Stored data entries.
○ ○ ○ ○ ○

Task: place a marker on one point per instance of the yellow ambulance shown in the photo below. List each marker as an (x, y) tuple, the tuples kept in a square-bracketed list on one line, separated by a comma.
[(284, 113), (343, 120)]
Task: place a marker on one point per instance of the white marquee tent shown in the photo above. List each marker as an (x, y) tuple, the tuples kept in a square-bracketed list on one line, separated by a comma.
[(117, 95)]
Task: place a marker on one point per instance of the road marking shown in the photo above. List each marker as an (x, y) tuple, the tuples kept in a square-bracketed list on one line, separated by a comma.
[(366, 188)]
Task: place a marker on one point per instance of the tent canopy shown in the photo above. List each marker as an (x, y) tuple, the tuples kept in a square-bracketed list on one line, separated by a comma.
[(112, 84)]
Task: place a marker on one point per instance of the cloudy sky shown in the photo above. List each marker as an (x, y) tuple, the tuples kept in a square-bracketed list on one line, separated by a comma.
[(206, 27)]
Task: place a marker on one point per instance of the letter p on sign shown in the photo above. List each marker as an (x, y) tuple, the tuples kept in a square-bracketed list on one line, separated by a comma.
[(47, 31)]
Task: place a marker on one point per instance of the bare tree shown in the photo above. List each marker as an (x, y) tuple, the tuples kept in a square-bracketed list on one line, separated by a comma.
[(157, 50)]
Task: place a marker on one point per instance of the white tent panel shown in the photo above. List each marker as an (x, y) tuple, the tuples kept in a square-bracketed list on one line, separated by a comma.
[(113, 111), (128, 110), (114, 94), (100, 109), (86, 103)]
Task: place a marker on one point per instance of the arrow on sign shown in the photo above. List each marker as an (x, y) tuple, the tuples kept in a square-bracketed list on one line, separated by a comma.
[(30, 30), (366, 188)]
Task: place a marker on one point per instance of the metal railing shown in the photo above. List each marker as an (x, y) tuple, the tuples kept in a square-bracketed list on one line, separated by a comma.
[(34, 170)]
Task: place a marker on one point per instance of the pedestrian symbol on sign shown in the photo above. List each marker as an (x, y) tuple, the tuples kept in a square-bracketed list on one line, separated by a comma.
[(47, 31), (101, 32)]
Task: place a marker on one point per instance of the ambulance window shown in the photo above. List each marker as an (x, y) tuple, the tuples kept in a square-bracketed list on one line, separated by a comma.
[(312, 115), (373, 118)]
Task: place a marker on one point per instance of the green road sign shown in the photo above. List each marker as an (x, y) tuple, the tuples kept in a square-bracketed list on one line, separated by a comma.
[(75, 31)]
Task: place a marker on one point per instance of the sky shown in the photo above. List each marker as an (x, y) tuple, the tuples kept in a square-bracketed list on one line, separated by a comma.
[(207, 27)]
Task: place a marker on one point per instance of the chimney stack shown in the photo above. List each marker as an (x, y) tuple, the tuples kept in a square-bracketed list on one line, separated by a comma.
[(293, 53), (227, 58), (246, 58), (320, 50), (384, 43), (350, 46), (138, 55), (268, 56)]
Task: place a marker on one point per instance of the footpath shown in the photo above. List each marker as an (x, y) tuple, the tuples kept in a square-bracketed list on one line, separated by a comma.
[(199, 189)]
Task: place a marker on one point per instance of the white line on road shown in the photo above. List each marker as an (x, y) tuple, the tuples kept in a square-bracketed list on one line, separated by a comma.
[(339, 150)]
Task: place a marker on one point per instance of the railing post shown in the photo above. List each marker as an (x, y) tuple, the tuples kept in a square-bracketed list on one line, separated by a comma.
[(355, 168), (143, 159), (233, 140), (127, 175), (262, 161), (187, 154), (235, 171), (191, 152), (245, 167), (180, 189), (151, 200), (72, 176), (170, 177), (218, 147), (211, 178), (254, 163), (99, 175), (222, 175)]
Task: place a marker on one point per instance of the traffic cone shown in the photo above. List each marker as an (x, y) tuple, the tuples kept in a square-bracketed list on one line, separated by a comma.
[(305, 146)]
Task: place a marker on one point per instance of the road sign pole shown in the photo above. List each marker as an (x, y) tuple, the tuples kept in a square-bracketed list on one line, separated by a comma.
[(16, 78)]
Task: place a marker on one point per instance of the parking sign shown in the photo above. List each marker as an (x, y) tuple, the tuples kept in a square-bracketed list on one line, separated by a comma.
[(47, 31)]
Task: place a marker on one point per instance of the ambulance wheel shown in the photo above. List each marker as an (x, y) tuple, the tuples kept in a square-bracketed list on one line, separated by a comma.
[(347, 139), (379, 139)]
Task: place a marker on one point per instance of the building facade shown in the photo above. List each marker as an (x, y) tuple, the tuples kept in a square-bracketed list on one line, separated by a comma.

○ ○ ○ ○ ○

Task instructions. Transcribe all of the entries without altering anything.

Finished exercise.
Task: place a marker on one point per instance of the yellow ambulance shown in the photo below. List each marker as an (x, y) tuple, the tuples kept in a square-bracketed list on one line, separated by a comma.
[(284, 113), (343, 120)]
Task: place a marker on one point per instance of the white marquee tent shown in the photo above. List each marker as an (x, y) tuple, the tuples kept in a square-bracketed list on one line, separated by a comma.
[(117, 95)]
Task: place a marker on one point per instance of the road marking shown in the photo above. List each marker as an (x, y) tuple, the tuples kept in a square-bracketed list on one line, separated by a comma.
[(366, 188)]
Task: place a marker on one point per instance of the tent canopy shown in the photo above. List each marker as an (x, y) tuple, the tuples kept in a square-bracketed list on one line, separated by a comma.
[(112, 84)]
Task: place a marker on one point per instance of the cloudy sky shown in the photo above. List each marker as an (x, y) tuple, the tuples kept in a square-bracketed list on one line, separated by a comma.
[(206, 27)]
Task: place a marker on one point per instance of the letter p on sign shown in the photo above. List each marker as an (x, y) tuple, the tuples kept in a square-bracketed list on one line, separated by a comma.
[(47, 31)]
Task: place a marker on one point per instance of the bare tree shown in the photo above. List each marker as an (x, y) tuple, the tuples kept in a square-bracketed list on one line, separated by a comma.
[(157, 50)]
Task: place a marker on one point per instance of the white tent panel shown in the photo above. List each marker as an (x, y) tuple, the tuples kept in a square-bracketed list on one line, separated by a comma.
[(113, 111), (128, 110), (114, 94), (100, 109), (86, 103)]
Task: place a marker on one point per instance of the arrow on sign shown in the photo above. List each marker as an (x, y) tuple, the tuples kept in a square-bracketed list on one line, separated by a comma.
[(30, 30), (366, 188)]
Task: place a marker on one point per instance of the metal railing shown in the photo above. List each marker as an (x, y) tuple, the tuples kept in a square-bracketed list on one line, separated by a comma.
[(34, 170)]
Task: place a marker on one point per instance of the pedestrian symbol on sign shown in the photo above. List each marker as an (x, y) tuple, the tuples kept in a square-bracketed list on one line, separated by a comma.
[(47, 31), (101, 32)]
Task: place a marker on one point per instance of the ambulance window shown in the photo above. List each marker as an (x, y) tuple, the tuples kept in a square-bracketed list on one line, separated by a comma.
[(312, 115), (373, 118)]
Task: place a marker on one point per instance of the green road sign shown in the photo above. List each marker as an (x, y) tuple, the tuples kept in a square-bracketed list on one line, separated by a comma.
[(75, 31)]
Task: place a marker on one point per instance of the sky shown in the photo above. List each marker as an (x, y) tuple, the tuples kept in a square-bracketed list on one line, separated by a comma.
[(207, 27)]
Task: place a marker on one point per instance of the chimney stack shown in the photo above. List each marker as an (x, y) tuple, the tuples kept in a square-bracketed list on one line, separated by a comma.
[(293, 53), (227, 58), (246, 58), (320, 50), (384, 43), (350, 46), (138, 55), (268, 56)]
Task: place a marker on one point per instance of the footpath shown in the photo above. List each marker as an (x, y) tuple, the tuples kept in a square-bracketed list on one line, separated by a comma.
[(199, 189)]
Task: place a marker on one point per instance of the white line on road shown in the photo above. List each marker as an (x, y) tuple, the tuples kept in a square-bracketed list on one line, separated by a comma.
[(339, 150)]
Task: place a marker on one point per instance of the railing post shown in the photo above. List each marker as an (x, y) tuple, the tuples kept in a square-bracketed list on one line, separated by a comma.
[(355, 168), (143, 159), (233, 140), (127, 175), (262, 161), (187, 154), (235, 171), (191, 152), (245, 167), (180, 189), (151, 200), (72, 176), (170, 177), (218, 147), (211, 178), (254, 163), (99, 175), (222, 175)]
Task: place a marker on one point per instance of the traffic cone shown in the photo above. List each marker as an (x, y) tuple, the tuples kept in a square-bracketed list on one line, separated by a comma.
[(305, 146)]
Task: place a marker on one point per instance of the road sign pole shown in the photo above. List each marker as an (x, y) tuple, the tuples kept in a square-bracketed list on one line, separated by a comma.
[(16, 78)]
Task: place a marker on one point per instance of the parking sign shown in the photo above. List each marker as an (x, y) tuple, the tuples kept in a square-bracketed list on one line, separated by a comma.
[(47, 31)]
Task: place a marker on one point per instance of the ambulance wheel shown in the photo above. List each marker as an (x, y) tuple, the tuples kept in a square-bracketed list on one line, separated by a comma.
[(347, 139), (379, 139)]
Task: place a marker on one point per instance of the building facade shown in the photo above. List each marker as an (x, y) tuple, the tuples kept in a square-bracketed list on one line, separated by a comma.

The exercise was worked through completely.